┌──

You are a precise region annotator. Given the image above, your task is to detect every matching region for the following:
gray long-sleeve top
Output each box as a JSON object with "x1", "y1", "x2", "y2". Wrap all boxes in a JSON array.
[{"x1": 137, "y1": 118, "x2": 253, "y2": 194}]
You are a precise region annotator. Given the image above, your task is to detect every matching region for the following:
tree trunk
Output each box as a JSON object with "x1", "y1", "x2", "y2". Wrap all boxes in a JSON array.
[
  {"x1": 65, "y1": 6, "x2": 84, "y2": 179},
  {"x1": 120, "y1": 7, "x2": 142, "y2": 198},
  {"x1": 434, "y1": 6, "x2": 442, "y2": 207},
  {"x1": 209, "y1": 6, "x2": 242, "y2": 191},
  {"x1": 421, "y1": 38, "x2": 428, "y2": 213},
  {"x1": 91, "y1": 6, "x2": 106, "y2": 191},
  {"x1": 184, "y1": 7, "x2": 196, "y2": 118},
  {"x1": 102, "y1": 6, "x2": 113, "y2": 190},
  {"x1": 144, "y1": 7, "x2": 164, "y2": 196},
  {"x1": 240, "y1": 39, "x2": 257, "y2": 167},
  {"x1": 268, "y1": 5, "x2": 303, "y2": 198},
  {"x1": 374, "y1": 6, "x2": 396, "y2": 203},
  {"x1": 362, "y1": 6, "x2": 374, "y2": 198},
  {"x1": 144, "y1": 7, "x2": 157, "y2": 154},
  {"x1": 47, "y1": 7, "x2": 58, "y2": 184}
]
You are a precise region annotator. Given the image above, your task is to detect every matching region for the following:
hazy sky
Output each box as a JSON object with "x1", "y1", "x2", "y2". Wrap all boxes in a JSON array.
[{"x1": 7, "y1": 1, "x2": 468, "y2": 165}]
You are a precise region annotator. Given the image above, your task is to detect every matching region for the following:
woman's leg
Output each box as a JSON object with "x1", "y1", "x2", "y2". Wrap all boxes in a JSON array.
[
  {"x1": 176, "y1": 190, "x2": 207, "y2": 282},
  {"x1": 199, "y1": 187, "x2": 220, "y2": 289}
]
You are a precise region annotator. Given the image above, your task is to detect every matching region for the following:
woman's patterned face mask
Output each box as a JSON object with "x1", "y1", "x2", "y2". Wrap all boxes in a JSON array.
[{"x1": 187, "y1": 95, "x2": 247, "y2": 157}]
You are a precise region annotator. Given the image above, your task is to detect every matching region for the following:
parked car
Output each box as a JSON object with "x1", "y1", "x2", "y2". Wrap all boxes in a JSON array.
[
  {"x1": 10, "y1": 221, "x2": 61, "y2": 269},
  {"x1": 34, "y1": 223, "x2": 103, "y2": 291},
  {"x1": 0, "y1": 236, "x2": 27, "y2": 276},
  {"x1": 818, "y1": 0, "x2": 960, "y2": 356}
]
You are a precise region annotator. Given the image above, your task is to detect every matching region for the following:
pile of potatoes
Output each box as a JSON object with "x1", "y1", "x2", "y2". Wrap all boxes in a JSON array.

└──

Task brief.
From the listing above, pull out every line that contains the string "woman" and copy each one unchanged.

Reply.
woman's leg
woman's patterned face mask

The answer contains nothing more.